***** 読む文章 *****

『ゲゲゲの鬼太郎』第64話感想 【セチガラ!】
みなさま、こんにちは。
「水虎が映す心の闇」を観たヒダマルです。
いやぁ想像以上に深かった、闇。
浮世の世知辛さを掘り下げ続けるスタイル、途中から「これ子どもに見せていいのかな」と心配になるくらい。まぁ映像はやんわりしてたけど。
いっそのこと「!」で〆る四文字系タイトルにして『セチガラ!』にタイトル変更してもいんじゃないかな。
いや、それでいうと『キタロウ!』?
むしろ『ゲゲゲノ!』?
カタルシスへの抑圧。
カタルシスとは「浄化作用」、つまり「これまでの鬱憤や問題が解決した際の晴れ晴れとした感覚」くらいの意味で、「あースッキリした」という感覚です。
この「あースッキリした」を生むために、障害だったり葛藤だったり対立だったり抑圧だったりを用意するわけですが、今回のそれの世知辛さといったら。
夫も息子も自分も同じ一家のメンバーから責め苦を受けている現状を伝えて、それはもうとんでもない抑圧を作っていました。比較的短かったのはやっぱアニメのバランスですね。
今回の主人公・辰川さんの表情変化はすごかった……。
婦人会の会合で初めて水虎を操る顔がこわかった……。
【『ゲゲゲの鬼太郎』公式サイトより引用 ©水木プロ・フジテレビ・東映アニメーション】
水虎が鬼太郎に追われしまい単身で捕まって殺害予告を受けても微動だにしない辰川さんの表情、現実に対してもう「どうでもいいや」としか感じてないからこその顔だとすれば相当なホラーだと思いました。
人を呪わば穴二つ。

***** 提示資料 *****

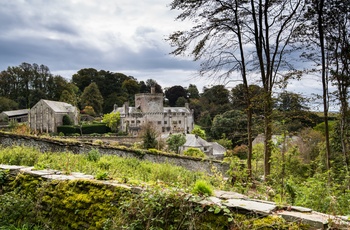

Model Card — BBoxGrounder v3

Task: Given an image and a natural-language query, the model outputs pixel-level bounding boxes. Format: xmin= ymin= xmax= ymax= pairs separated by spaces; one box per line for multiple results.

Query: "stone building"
xmin=113 ymin=88 xmax=194 ymax=136
xmin=179 ymin=134 xmax=226 ymax=160
xmin=29 ymin=99 xmax=79 ymax=133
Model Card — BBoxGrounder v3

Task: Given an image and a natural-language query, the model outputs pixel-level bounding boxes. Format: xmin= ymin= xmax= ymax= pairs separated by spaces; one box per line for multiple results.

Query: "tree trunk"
xmin=317 ymin=0 xmax=331 ymax=177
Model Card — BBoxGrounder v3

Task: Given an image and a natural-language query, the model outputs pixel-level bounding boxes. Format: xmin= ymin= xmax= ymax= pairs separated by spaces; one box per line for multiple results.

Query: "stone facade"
xmin=179 ymin=134 xmax=226 ymax=160
xmin=29 ymin=99 xmax=79 ymax=133
xmin=113 ymin=89 xmax=194 ymax=136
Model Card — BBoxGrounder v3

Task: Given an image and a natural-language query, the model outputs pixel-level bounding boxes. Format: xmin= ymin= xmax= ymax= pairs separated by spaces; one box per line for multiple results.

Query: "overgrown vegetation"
xmin=0 ymin=169 xmax=306 ymax=230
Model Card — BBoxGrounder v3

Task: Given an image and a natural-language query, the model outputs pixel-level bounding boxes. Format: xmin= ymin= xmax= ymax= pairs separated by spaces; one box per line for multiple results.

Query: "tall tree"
xmin=81 ymin=82 xmax=103 ymax=114
xmin=324 ymin=0 xmax=350 ymax=176
xmin=187 ymin=84 xmax=199 ymax=99
xmin=248 ymin=0 xmax=304 ymax=179
xmin=169 ymin=0 xmax=303 ymax=178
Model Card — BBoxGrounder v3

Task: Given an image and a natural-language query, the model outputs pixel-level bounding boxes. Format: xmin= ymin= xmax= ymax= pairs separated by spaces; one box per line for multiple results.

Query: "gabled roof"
xmin=210 ymin=142 xmax=226 ymax=155
xmin=2 ymin=109 xmax=29 ymax=117
xmin=183 ymin=134 xmax=211 ymax=147
xmin=42 ymin=99 xmax=76 ymax=113
xmin=163 ymin=107 xmax=190 ymax=113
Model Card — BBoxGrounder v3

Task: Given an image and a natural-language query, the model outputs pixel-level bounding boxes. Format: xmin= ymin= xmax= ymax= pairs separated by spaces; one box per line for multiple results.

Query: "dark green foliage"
xmin=166 ymin=134 xmax=186 ymax=153
xmin=62 ymin=114 xmax=74 ymax=125
xmin=142 ymin=124 xmax=158 ymax=149
xmin=57 ymin=123 xmax=111 ymax=135
xmin=82 ymin=123 xmax=111 ymax=134
xmin=211 ymin=110 xmax=247 ymax=146
xmin=0 ymin=96 xmax=18 ymax=113
xmin=192 ymin=180 xmax=213 ymax=196
xmin=57 ymin=125 xmax=80 ymax=135
xmin=165 ymin=85 xmax=187 ymax=107
xmin=80 ymin=82 xmax=103 ymax=114
xmin=86 ymin=149 xmax=101 ymax=162
xmin=183 ymin=148 xmax=206 ymax=158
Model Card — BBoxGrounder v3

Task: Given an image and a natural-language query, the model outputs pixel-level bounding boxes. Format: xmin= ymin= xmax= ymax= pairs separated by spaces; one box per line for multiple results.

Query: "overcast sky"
xmin=0 ymin=0 xmax=334 ymax=109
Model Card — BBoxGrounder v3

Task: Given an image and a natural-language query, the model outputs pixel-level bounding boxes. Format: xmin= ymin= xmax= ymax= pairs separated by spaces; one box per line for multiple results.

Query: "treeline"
xmin=0 ymin=63 xmax=320 ymax=146
xmin=0 ymin=63 xmax=162 ymax=114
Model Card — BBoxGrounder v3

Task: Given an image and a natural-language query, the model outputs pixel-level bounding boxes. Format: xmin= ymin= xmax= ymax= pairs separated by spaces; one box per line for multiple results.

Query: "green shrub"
xmin=82 ymin=123 xmax=111 ymax=134
xmin=192 ymin=180 xmax=214 ymax=196
xmin=57 ymin=125 xmax=80 ymax=136
xmin=62 ymin=114 xmax=74 ymax=125
xmin=184 ymin=148 xmax=206 ymax=158
xmin=86 ymin=149 xmax=101 ymax=162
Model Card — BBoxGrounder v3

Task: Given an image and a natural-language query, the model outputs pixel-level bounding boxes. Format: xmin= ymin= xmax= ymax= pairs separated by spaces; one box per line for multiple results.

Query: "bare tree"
xmin=169 ymin=0 xmax=304 ymax=178
xmin=169 ymin=0 xmax=252 ymax=176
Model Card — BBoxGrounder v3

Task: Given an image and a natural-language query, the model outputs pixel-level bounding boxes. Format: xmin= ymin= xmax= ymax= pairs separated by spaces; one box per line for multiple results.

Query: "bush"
xmin=184 ymin=148 xmax=206 ymax=158
xmin=57 ymin=125 xmax=80 ymax=136
xmin=86 ymin=149 xmax=101 ymax=162
xmin=82 ymin=123 xmax=111 ymax=134
xmin=192 ymin=180 xmax=214 ymax=196
xmin=62 ymin=114 xmax=74 ymax=125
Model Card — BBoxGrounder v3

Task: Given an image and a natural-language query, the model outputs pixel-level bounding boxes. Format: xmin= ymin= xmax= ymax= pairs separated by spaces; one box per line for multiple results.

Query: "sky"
xmin=0 ymin=0 xmax=334 ymax=109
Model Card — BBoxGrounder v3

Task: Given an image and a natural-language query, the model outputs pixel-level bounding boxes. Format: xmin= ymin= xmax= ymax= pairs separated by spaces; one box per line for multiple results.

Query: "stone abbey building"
xmin=113 ymin=88 xmax=194 ymax=136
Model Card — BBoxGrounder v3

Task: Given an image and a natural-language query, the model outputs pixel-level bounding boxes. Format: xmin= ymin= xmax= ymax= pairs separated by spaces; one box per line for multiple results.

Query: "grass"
xmin=0 ymin=146 xmax=224 ymax=191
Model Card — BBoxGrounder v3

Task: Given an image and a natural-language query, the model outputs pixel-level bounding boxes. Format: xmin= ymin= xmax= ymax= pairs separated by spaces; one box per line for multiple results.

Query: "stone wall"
xmin=0 ymin=132 xmax=229 ymax=175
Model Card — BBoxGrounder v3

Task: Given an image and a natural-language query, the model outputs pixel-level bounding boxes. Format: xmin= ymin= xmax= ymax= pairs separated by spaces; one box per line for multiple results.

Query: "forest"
xmin=0 ymin=0 xmax=350 ymax=225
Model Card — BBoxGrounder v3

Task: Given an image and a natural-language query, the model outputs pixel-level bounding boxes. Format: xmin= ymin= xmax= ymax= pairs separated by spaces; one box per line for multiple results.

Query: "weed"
xmin=192 ymin=180 xmax=214 ymax=196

*****

• **出された課題**
鬼太郎の感想文で、「あースッキリした」を生むために用意するものとして挙げられているものを、すべて書き出してください。

• **答え**
障害、葛藤、対立、抑圧